-- start --

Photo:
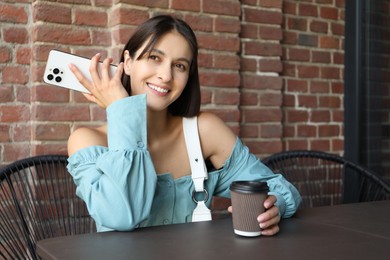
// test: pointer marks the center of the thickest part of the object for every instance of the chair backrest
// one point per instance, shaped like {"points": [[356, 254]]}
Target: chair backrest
{"points": [[328, 179], [38, 200]]}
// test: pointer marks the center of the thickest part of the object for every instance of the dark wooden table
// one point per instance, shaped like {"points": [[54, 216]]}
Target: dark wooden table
{"points": [[352, 231]]}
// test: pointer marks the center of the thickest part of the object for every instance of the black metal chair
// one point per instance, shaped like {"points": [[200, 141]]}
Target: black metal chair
{"points": [[328, 179], [38, 201]]}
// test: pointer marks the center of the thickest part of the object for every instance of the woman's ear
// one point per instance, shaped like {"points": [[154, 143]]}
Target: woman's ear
{"points": [[127, 62]]}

-- end --

Objective => Copy the lines of the records that start with the one containing "the black metal chair" and go on through the end of the records, keeping every character as it is.

Solution below =>
// test: pointer marks the center of the thickest part of the object for every instance of the black metal chair
// one point per instance, shaped like {"points": [[200, 141]]}
Target: black metal chair
{"points": [[328, 179], [38, 201]]}
// test: pointer marks the center of the thickest part of the object for every instance of the woman's ear
// one point per instance, shaped like {"points": [[154, 143]]}
Target: woman's ear
{"points": [[127, 62]]}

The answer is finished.